Reproduce the stretch from the line containing "Reviewer check: make sure each instance of the ear" through the end of the items, keeping every request in place and multiplying each coordinate in the answers by 2.55, rounded to a whole number with halves rounded up.

↓

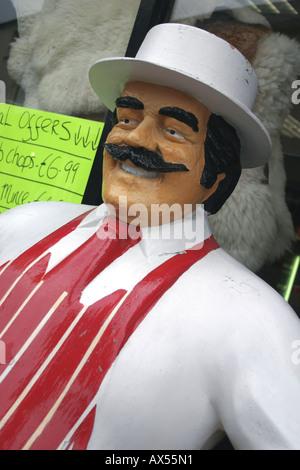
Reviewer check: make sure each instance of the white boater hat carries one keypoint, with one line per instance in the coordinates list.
(199, 64)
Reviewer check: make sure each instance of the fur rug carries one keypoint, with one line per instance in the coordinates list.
(50, 61)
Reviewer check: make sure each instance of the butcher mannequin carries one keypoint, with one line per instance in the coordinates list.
(121, 334)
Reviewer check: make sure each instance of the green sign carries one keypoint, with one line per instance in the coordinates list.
(44, 156)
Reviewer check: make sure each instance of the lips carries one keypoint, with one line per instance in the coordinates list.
(138, 171)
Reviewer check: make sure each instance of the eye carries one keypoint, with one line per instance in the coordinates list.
(129, 122)
(173, 133)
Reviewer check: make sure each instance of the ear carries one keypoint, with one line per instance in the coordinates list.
(210, 191)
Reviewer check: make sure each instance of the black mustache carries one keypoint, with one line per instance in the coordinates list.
(143, 158)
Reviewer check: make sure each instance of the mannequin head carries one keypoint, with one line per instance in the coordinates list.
(172, 126)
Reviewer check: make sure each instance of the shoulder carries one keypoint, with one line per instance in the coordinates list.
(240, 309)
(25, 225)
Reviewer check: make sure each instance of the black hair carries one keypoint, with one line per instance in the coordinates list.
(222, 155)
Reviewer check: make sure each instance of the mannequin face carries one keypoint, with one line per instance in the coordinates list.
(170, 123)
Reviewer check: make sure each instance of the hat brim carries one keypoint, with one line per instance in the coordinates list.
(108, 77)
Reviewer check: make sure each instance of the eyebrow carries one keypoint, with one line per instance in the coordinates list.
(181, 115)
(129, 102)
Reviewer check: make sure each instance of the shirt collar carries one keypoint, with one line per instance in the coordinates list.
(174, 237)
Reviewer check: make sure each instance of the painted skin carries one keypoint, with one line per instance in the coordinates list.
(163, 132)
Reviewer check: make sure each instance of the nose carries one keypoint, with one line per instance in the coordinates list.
(144, 135)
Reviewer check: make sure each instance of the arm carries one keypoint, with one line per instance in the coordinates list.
(260, 401)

↑

→ EXERCISE RESULT:
Reviewer check: make sure each instance of the ear carries one keypoint, with one line per instance in the coordinates list.
(536, 487)
Reviewer check: make sure each instance of the black mustache carries one keypoint, with one line per instance in the coordinates list.
(365, 403)
Reviewer check: make sure each instance of the mannequin head carries one keypoint, with one line per instance in the coordinates list.
(439, 321)
Reviewer check: make sure each instance of the shoulder carries one keypoint, with one line per instance in the coordinates list.
(612, 788)
(64, 574)
Reviewer check: make sure each instance of the black hair carries one keypoint, with one line per instance in the coordinates list.
(566, 395)
Reviewer check: make sure each instance of the mannequin face carries one keypoint, with one line per instance in the coordinates list.
(434, 314)
Reviewer check: make sure each instance of the hat brim carries one keypoint, with one line per instance in the coordinates list.
(275, 196)
Reviewer check: make sure each instance of the eyebrow carries one keypoint, with one line per instance in the coordinates list.
(462, 293)
(329, 260)
Reviewer check: make sure each instance of the shirt collar carries one keypoint, with one line per instance in the coordinates list.
(444, 604)
Reviewer check: make sure each instance of the painted skin carries one keypoint, with one line per instance in the coordinates list.
(416, 337)
Reviewer check: make sure each instance of the nose carries one keypoint, with one line per instance in the coordinates list.
(367, 344)
Reviewer check: make sure each instance of the arm carries one keypoint, with one line per instance in the coordinates list.
(663, 1023)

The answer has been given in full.